Instructions to follow: Transcribe every entry word for word, leaving out all images.

┄┄┄┄┄┄┄┄┄┄

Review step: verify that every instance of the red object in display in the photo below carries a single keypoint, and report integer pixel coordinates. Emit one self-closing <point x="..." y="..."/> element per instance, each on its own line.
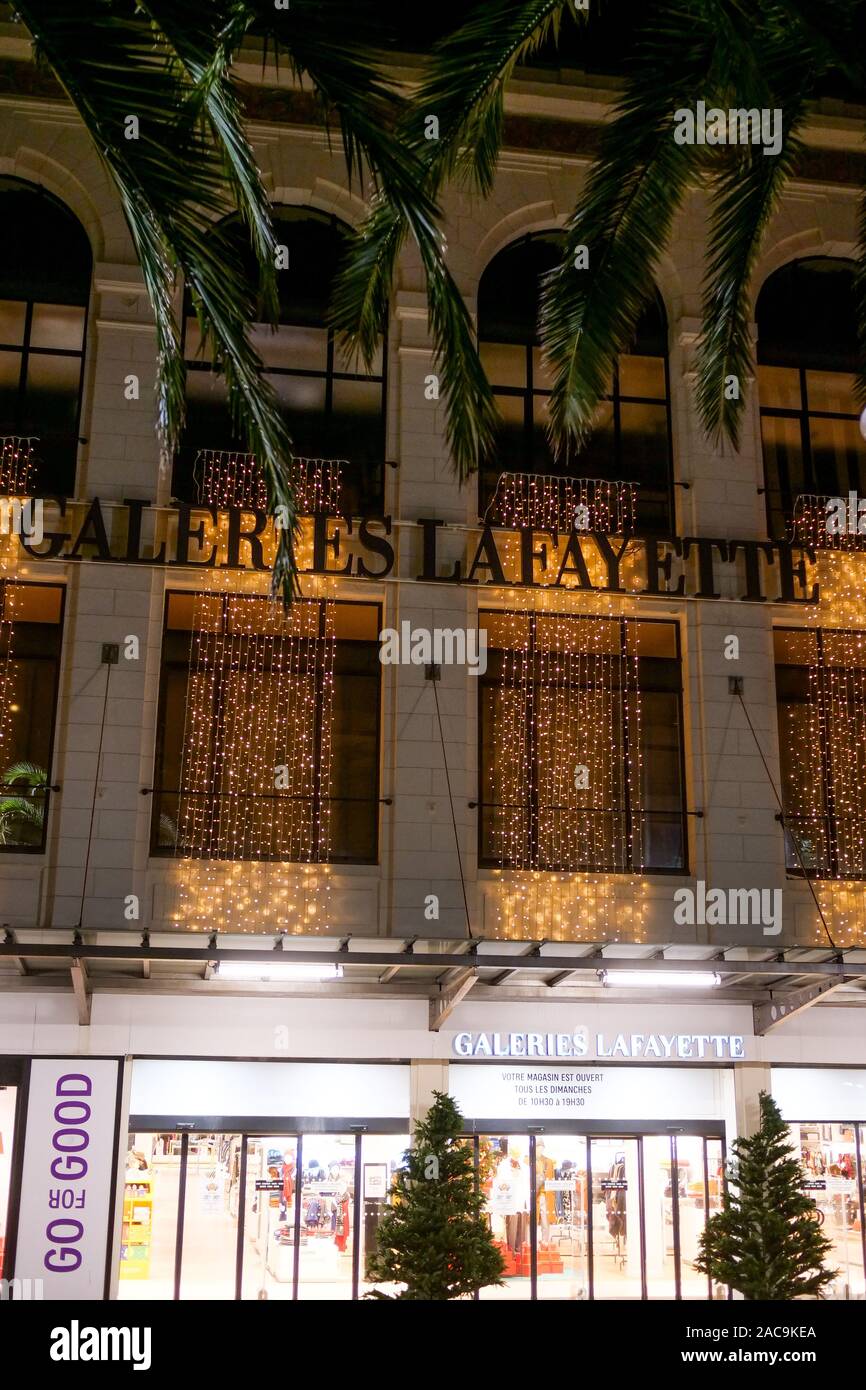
<point x="341" y="1239"/>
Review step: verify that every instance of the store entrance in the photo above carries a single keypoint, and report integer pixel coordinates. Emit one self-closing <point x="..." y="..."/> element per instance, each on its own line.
<point x="234" y="1215"/>
<point x="602" y="1215"/>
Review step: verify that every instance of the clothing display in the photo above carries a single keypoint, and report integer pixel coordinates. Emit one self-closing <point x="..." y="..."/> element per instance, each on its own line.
<point x="615" y="1201"/>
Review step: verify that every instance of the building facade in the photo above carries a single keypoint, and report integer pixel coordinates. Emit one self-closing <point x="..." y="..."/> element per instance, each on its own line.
<point x="544" y="774"/>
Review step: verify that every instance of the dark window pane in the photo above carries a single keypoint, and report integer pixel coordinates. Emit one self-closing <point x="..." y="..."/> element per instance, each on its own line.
<point x="29" y="697"/>
<point x="59" y="327"/>
<point x="10" y="380"/>
<point x="642" y="377"/>
<point x="13" y="314"/>
<point x="52" y="395"/>
<point x="291" y="348"/>
<point x="505" y="364"/>
<point x="779" y="388"/>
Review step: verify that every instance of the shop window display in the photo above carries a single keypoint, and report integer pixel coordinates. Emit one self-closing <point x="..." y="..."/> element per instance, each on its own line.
<point x="150" y="1216"/>
<point x="615" y="1216"/>
<point x="503" y="1172"/>
<point x="560" y="1201"/>
<point x="831" y="1158"/>
<point x="381" y="1158"/>
<point x="210" y="1216"/>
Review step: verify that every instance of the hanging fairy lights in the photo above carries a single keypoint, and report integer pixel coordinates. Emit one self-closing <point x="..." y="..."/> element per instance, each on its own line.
<point x="555" y="503"/>
<point x="231" y="478"/>
<point x="815" y="524"/>
<point x="826" y="751"/>
<point x="253" y="827"/>
<point x="17" y="466"/>
<point x="565" y="801"/>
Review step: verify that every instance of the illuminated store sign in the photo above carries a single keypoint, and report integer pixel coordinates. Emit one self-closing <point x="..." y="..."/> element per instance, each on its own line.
<point x="200" y="537"/>
<point x="685" y="1047"/>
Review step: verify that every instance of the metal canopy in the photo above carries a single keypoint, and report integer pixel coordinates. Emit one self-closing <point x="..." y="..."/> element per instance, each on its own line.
<point x="777" y="983"/>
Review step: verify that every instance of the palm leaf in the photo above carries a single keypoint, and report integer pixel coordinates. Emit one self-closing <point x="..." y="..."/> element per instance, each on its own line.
<point x="205" y="39"/>
<point x="173" y="188"/>
<point x="32" y="773"/>
<point x="464" y="93"/>
<point x="624" y="218"/>
<point x="744" y="199"/>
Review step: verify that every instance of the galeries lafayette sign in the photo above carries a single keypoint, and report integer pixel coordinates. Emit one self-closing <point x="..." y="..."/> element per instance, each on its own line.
<point x="369" y="548"/>
<point x="680" y="1047"/>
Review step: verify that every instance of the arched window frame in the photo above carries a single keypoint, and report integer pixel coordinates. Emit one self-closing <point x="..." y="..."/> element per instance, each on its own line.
<point x="363" y="483"/>
<point x="656" y="516"/>
<point x="801" y="409"/>
<point x="54" y="456"/>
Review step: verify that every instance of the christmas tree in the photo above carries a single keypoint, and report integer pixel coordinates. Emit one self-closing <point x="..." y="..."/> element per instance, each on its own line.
<point x="435" y="1239"/>
<point x="766" y="1240"/>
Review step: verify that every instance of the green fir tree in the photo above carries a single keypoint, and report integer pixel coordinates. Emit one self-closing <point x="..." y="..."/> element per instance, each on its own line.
<point x="435" y="1239"/>
<point x="766" y="1241"/>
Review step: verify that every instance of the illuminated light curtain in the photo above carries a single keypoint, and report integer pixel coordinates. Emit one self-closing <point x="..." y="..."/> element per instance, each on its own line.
<point x="255" y="813"/>
<point x="809" y="526"/>
<point x="827" y="748"/>
<point x="230" y="478"/>
<point x="17" y="466"/>
<point x="551" y="503"/>
<point x="17" y="480"/>
<point x="569" y="698"/>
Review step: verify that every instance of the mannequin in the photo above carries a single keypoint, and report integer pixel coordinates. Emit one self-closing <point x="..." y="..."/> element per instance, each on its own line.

┄┄┄┄┄┄┄┄┄┄

Answer for this exercise:
Review step: verify that every instance of the red object in display in the photo below carries a single keypoint, and report integer pixel coordinates. Emit one self-closing <point x="..." y="..."/> element per instance, each on its own line.
<point x="341" y="1239"/>
Review step: verify that every instance of the store entrance in the photo above carries a single keypoint, and report integer pixel coordinates. Emit one self-closing <point x="..." y="..."/> element per instance, each on its own line.
<point x="234" y="1215"/>
<point x="602" y="1215"/>
Review step: verify that every instance of the clothing display in the photo above carries a single keypoint, and report integer pixel coordinates. Emit one self-closing <point x="..." y="..."/> element per instance, each on its own line.
<point x="615" y="1201"/>
Review step: verify that every instance of the building facade in the photo above carries a single keypoint, and report integer pixel coordinates. Emit one self-closing <point x="..." y="..."/> element per instance, each on its own line.
<point x="544" y="774"/>
Review step: verify that every instance of the dark window pane in the photo above carries a single keypoint, and report integer pixel coordinates. Emit one self-closing <point x="..." y="..."/> element per instance, each on its own line.
<point x="29" y="697"/>
<point x="59" y="327"/>
<point x="10" y="380"/>
<point x="642" y="377"/>
<point x="13" y="314"/>
<point x="52" y="395"/>
<point x="291" y="348"/>
<point x="505" y="364"/>
<point x="779" y="388"/>
Review step: verify that every instance of the shop window display in the photo above carries a single keypoint, and report integer pixel coordinates. Emit one self-closing <point x="..." y="..."/> element per instance, each on its own line.
<point x="150" y="1216"/>
<point x="615" y="1216"/>
<point x="503" y="1172"/>
<point x="560" y="1201"/>
<point x="831" y="1158"/>
<point x="381" y="1158"/>
<point x="210" y="1216"/>
Review step: verify that every instance of the hanging fairy lights in the photo above carries a single keypoint, and report integer pixel coordinates. Emit one self-closing <point x="..." y="..."/> element per instance, each on its own line.
<point x="555" y="503"/>
<point x="231" y="478"/>
<point x="815" y="524"/>
<point x="826" y="751"/>
<point x="253" y="827"/>
<point x="17" y="466"/>
<point x="565" y="801"/>
Review step: verify that every instance of the illuminated store sign in the photo above carries a single keypoint, and report integer pixel coordinates. Emit one self-closing <point x="..." y="..."/> element per instance, each on its own line.
<point x="200" y="537"/>
<point x="685" y="1047"/>
Review step: verify that every instance of the metal canopy in the photo above carries a single keypoint, and report integer pixel coordinates. Emit one self-closing <point x="..." y="..."/> element per instance, each on its own line.
<point x="777" y="983"/>
Review step: verify that every instance of the palm leaf in the photo above carries a single keypoint, and report integer pixel coordinates. Emit one self-closing <point x="..." y="..."/> element per instance, each on its own line.
<point x="205" y="39"/>
<point x="173" y="188"/>
<point x="32" y="773"/>
<point x="464" y="93"/>
<point x="624" y="218"/>
<point x="744" y="199"/>
Review step: verify that every instance of the galeries lafayette sign in the photo above carries a single keypoint, and report integer pixel coordinates. Emit one self-closing <point x="..." y="..."/> element per instance, each on its own line.
<point x="369" y="548"/>
<point x="680" y="1047"/>
Review step: verify that every instance of the arched window frame in the photo above carries a single keypoint, and report integer pixel coordinates. Emit one self-closing <point x="..." y="..."/> element per instance, each on its own line.
<point x="363" y="483"/>
<point x="656" y="516"/>
<point x="801" y="409"/>
<point x="54" y="456"/>
Review step: verify that every instance of the christmas tree in the photo above carries a single keypoint, and report integer pixel coordinates. Emit one self-closing <point x="..." y="..."/> element per instance, each on its own line.
<point x="435" y="1239"/>
<point x="766" y="1240"/>
Review step: verify that every instance of the green fir tree in the photo above carries a single keypoint, and report integer pixel coordinates. Emit one self-closing <point x="..." y="..."/> element per instance, each on its own line.
<point x="435" y="1239"/>
<point x="766" y="1241"/>
Review step: verify that every instance of the illuminated light curtain in the photo above carries a single keypoint, and report integer pixel coordinates. Emit one self-closing <point x="..." y="..."/> element per instance, each on its own line.
<point x="255" y="813"/>
<point x="809" y="526"/>
<point x="827" y="748"/>
<point x="230" y="478"/>
<point x="17" y="466"/>
<point x="551" y="503"/>
<point x="17" y="480"/>
<point x="569" y="698"/>
Review step: verify that every instance of the mannequin in the photo above carries a single keypoint, and report integer pixel coordinates. Emit one self-closing <point x="..." y="..."/> element per instance, each on its own line.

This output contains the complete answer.